- _DIRECTIVES_
1. Which games or hobbies does the post about WoW refer to by name? List each one as the post writes it.
2. Locate each row containing the word "ruffled", and copy those rows in full.
======== SOURCE TEXT ========
I've been playing a fair few indie games recently, you know on the side of WoW of course i know i complained about firelands being boring when it came out but since then i re-subscribed after watching lawrence, healed a few raids, took on one of the bosses in firelands and yeah. I take it back its very fun however i'm no longer counting WoW as a game. I listened to YoGPoD interveiw on nordrasil radio and lewis raises a good point WoW is a hobby rather than a game, though one could argue that gaming in general is a hobby but WoW it self is a specific hobby seperate from the rest of it, i mean its like Warhammer if you think about it, you pay every now and then to gain more of it you use that time to build your characters up and perfect them, and you have an entertaining social experiance and thats why i think WoW is so popular and good. Its more than a game it has become part of peoples lives, and thats not a bad thing contary to popular belif i hate how people who don't play WoW just call it shit and the only argument they come up with is "Oh its sad it takes over your life blah blah blah" its our fucking lives not yours! And we enjoy it as a hobby why do you care? Though if they have only watched it then can complain its boring because it is boring to watch but don't diss it till you try it. However yeah there are some people who take it way to far and do let it consume their lives you should take it in moderation and enjoy other things to but its fine to have as a hobby and i think more people would accept it if they looked at it as a hobby rather than a game. Oh also most people who say shit like that are CoD addicts and think its too geeky, fucking hypocrites!
======== DATA FOR PROCESSING ========
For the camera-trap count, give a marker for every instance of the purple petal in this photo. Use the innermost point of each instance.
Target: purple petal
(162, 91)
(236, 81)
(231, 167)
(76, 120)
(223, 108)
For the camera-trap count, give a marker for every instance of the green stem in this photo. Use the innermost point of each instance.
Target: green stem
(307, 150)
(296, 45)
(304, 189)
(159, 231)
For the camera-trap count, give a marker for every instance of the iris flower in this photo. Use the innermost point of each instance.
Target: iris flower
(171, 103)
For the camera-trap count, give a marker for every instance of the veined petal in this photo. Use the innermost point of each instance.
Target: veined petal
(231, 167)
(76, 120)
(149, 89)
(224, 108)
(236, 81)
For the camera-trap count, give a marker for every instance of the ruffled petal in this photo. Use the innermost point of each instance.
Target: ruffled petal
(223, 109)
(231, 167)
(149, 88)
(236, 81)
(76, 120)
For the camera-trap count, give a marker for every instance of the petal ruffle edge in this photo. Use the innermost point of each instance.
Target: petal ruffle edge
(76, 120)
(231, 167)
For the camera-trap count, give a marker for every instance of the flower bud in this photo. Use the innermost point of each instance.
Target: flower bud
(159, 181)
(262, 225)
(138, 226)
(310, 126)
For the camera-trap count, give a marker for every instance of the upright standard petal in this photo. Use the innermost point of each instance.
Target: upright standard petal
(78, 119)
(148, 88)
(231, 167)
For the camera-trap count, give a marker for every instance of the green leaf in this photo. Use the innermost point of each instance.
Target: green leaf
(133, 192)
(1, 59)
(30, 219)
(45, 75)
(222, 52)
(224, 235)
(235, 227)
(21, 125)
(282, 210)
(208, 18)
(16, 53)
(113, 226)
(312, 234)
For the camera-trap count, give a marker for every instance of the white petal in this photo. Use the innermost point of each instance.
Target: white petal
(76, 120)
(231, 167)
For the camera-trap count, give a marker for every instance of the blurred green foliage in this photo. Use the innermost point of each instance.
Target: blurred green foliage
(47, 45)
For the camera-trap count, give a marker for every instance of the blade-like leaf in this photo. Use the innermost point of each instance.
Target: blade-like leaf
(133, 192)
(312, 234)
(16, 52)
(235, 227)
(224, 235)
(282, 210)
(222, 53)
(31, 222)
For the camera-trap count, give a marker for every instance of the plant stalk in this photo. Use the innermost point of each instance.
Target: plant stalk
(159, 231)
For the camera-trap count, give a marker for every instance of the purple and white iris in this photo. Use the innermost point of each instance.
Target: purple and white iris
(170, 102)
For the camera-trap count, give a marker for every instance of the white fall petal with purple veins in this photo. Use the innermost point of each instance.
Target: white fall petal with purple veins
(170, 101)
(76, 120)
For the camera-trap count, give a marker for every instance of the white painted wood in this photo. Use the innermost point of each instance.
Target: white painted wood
========
- _ANSWERS TO THE EXERCISES_
1.
WoW
Warhammer
CoD

2.
For the camera-trap count, give a marker for every instance of the ruffled petal in this photo. Use the innermost point of each instance.
Target: ruffled petal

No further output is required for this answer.